START RECORDS SHOWN
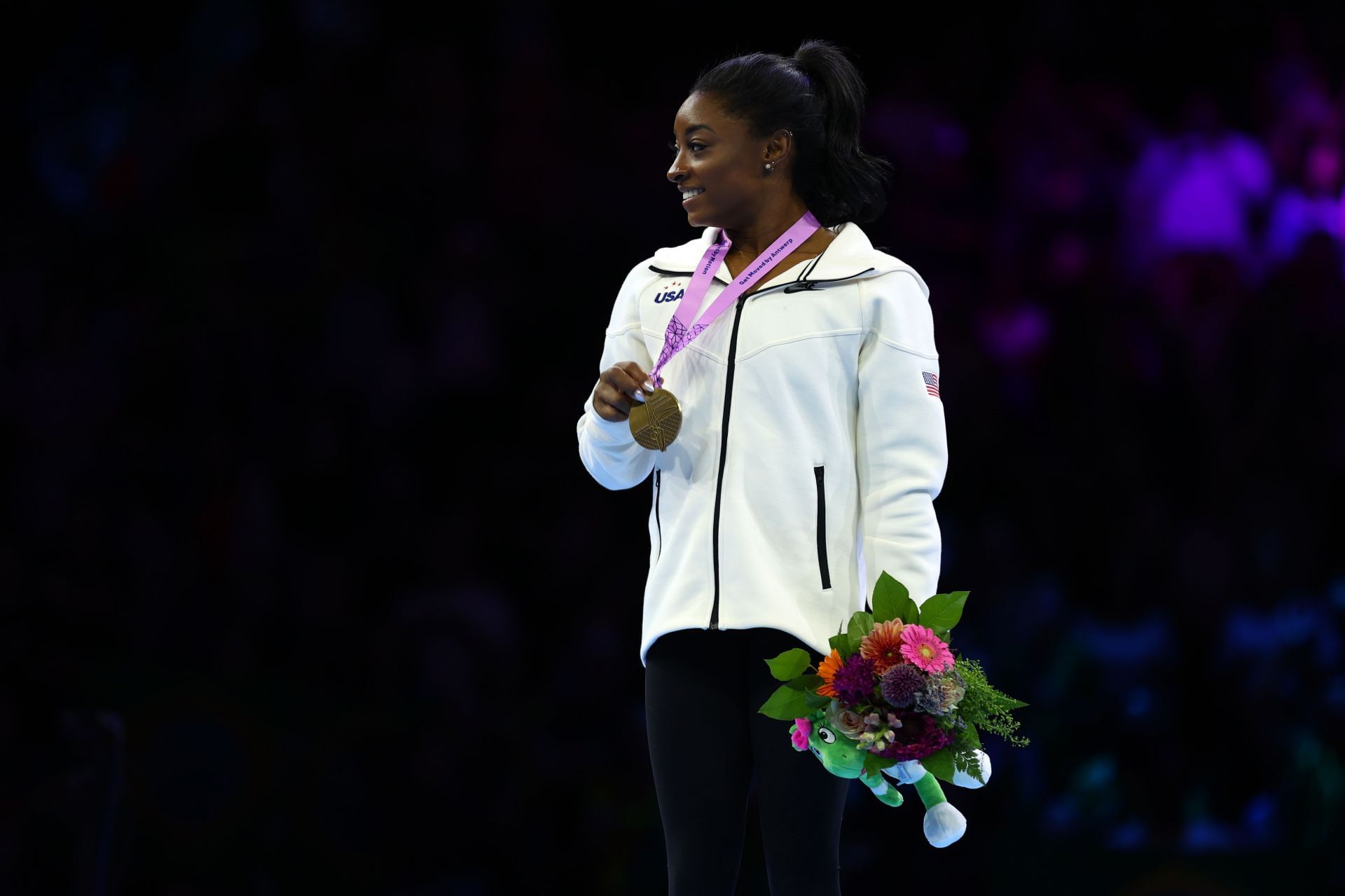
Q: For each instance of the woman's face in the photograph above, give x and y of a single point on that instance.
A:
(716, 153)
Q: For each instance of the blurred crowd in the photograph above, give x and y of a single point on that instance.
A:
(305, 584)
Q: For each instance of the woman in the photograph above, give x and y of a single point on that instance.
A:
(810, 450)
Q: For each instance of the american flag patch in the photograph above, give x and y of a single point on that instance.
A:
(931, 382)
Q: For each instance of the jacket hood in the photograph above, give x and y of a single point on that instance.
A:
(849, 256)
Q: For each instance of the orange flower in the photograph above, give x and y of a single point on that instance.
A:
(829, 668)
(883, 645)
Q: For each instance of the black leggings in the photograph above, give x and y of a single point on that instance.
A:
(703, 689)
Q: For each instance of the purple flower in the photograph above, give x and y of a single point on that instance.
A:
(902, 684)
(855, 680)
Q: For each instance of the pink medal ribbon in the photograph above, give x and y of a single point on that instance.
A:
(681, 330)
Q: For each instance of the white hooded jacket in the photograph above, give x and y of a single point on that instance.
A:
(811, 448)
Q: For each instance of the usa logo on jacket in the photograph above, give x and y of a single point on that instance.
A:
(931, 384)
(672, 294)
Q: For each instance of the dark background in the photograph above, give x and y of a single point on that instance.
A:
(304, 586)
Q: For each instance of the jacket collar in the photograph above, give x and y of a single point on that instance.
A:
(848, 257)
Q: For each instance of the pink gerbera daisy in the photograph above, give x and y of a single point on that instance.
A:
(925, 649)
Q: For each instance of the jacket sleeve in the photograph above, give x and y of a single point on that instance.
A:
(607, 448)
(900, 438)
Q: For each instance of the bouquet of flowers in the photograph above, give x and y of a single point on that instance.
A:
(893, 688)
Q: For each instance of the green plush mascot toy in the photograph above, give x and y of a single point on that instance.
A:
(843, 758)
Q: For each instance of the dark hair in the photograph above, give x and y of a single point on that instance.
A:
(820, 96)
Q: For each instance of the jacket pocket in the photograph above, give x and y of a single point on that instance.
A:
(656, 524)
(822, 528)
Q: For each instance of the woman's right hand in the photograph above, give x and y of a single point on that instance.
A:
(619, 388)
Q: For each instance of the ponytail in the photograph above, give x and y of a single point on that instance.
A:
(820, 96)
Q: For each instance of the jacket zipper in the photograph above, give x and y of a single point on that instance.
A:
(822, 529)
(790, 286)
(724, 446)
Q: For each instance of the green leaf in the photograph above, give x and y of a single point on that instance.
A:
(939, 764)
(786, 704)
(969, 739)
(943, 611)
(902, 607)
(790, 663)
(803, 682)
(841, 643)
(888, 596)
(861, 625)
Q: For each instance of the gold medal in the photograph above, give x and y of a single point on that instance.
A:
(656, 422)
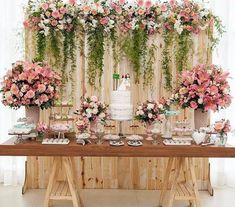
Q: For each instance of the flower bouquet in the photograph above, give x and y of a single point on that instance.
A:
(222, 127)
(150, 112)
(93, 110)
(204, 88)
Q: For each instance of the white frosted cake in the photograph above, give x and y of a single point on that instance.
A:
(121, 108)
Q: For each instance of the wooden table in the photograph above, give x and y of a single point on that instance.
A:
END RECORDS SHOWN
> REQUIRED ACTION: Copy, from the data above, every line where the word "bouquet" appears.

> SOLUTION FOR THIS PROBLEM:
Q: For each instance of the bouquet of flowers in the photograph above, give x and y of a single point on that instance.
Q: For each instance of the flower bouquet in the photograph above, give x and y of a single point on that instance.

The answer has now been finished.